» TEXTE FOURNI
Avec Merel, son éblouissant drame de la jalousie, Clara Lodewick explore le harcèlement, ses origines et ses conséquences, en même temps qu’il dresse un portrait de la vie rurale contemporaine.

C’est un village sans nom de la campagne flamande. Où tout le monde se connaît, s’appelle par son prénom et se tutoie : jeunes, vieux, et ceux entre les deux y sont nés, y ont grandi et continuent d’y vivre. Il y a Marianne, qui tient la supérette où tout le petit monde fait ses courses; Fabienne, la patronne de la buvette du village; Bert, Geert, Pieter et les autres font partie de l’équipe de foot du village. Aux abords de la forêt, entourée de ses canards, vit Merel, journaliste sportive pour le quotidien local. Au sein de la communauté, celle qui vit une vie de femme libre détonne : pas mariée, sans enfants, elle garde pour elle la relation qu’elle entretient avec Maarten, de quinze ans son cadet. Un soir qu’elle traîne au bar avec les footeux, après quelques bières, elle lance une blague – un peu vaseuse, mais tout à fait anodine – à l’attention de son vieux pote Geert, qui fait rire tout le monde… sauf Suzie, la femme de ce dernier. Dès le lendemain, la rumeur va se répandre comme une traînée de poudre : Merel est une nymphomane qui couche avec toute l’équipe de foot…

Pour son premier album, la Bruxelloise Clara Lodewick brosse un portrait très fort de la vie rurale contemporaine à travers l’enrageante histoire de Merel, à propos de qui circulent les ragots les plus scabreux. Parce qu’elle n’aspire pas à la même vie rangée que ses voisins, parce qu’elle aime les «trucs de mecs», parce qu’elle revendique son indépendance et sa liberté, Merel est pointée du doigt : elle cache forcément quelque chose… En multipliant les points de vue et en décalant son crayon tant dans les lieux de rassemblement du village que dans les domiciles, l’auteure donne à voir la réalité d’une microsociété en apparence bien sous tous rapports mais qui, dans l’intimité, est complètement dysfonctionnelle. C’est le cas de Suzie, épouse frustrée et jalouse; de l’épicière, Marianne, qui refuse de rendre visite à sa mère en maison de retraite; du jeune marié Bert, qui se montre insistant avec Merel un soir qu’il a trop bu et qui, depuis, évite son amie.

» EXERCICE PROPOSÉ 1
Résumez sous forme de liste le paragraphe du texte sur Merel qui commence par « C'est un village sans nom » en conservant ses faits principaux.
» EXERCICE PROPOSÉ 2
Recopiez fidèlement le passage du texte sur Merel qui va de « Avec Merel, son » à « vie rurale contemporaine. ».
Les entrées n'ont aucun rôle dans ce travail.

Lignes du jeu de données
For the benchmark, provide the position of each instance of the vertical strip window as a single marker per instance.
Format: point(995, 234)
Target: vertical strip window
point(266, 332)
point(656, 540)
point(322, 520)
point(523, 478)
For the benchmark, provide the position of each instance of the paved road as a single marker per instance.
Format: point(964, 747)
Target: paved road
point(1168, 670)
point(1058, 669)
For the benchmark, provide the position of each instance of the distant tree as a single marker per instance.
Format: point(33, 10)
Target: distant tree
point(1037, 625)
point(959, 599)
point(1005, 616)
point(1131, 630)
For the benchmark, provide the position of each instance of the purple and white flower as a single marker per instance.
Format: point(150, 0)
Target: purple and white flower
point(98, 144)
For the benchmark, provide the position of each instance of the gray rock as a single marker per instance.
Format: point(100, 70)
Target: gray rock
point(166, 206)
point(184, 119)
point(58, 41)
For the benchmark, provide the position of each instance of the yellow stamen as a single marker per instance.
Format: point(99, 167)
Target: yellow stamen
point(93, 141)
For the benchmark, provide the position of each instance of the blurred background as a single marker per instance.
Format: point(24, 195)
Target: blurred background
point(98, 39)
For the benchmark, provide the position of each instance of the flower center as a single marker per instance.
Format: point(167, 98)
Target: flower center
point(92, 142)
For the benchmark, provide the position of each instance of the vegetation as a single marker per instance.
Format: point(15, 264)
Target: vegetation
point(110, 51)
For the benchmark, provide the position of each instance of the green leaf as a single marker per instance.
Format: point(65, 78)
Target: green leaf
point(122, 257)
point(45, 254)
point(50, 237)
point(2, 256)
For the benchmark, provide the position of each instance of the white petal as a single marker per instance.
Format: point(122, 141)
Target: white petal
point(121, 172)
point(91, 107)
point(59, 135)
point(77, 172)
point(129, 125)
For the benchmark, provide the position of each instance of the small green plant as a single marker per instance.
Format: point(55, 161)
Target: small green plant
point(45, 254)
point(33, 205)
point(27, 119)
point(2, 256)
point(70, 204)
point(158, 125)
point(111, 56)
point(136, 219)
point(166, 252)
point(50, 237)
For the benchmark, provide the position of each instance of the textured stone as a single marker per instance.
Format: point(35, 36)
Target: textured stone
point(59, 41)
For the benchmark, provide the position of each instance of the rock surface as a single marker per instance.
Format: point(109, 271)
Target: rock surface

» CORRIGÉ 1
- Cadre : un village sans nom de la campagne flamande. Tout le monde s'y connaît et s'y tutoie, et les habitants y sont nés et y vivent toujours.
- Habitants : Marianne tient la supérette, Fabienne la buvette. Bert, Geert, Pieter et d'autres jouent dans l'équipe de foot.
- Merel : journaliste sportive pour le quotidien local, elle vit près de la forêt avec ses canards. Libre, non mariée et sans enfants, elle détonne dans la communauté et garde pour elle sa relation avec Maarten, de quinze ans son cadet.
- Élément déclencheur : un soir au bar, sa blague anodine à Geert fait rire tout le monde, sauf Suzie, la femme de Geert.
- Conséquence : dès le lendemain, une rumeur se répand : Merel serait une nymphomane qui couche avec toute l'équipe de foot.

» CORRIGÉ 2
Avec Merel, son éblouissant drame de la jalousie, Clara Lodewick explore le harcèlement, ses origines et ses conséquences, en même temps qu’il dresse un portrait de la vie rurale contemporaine.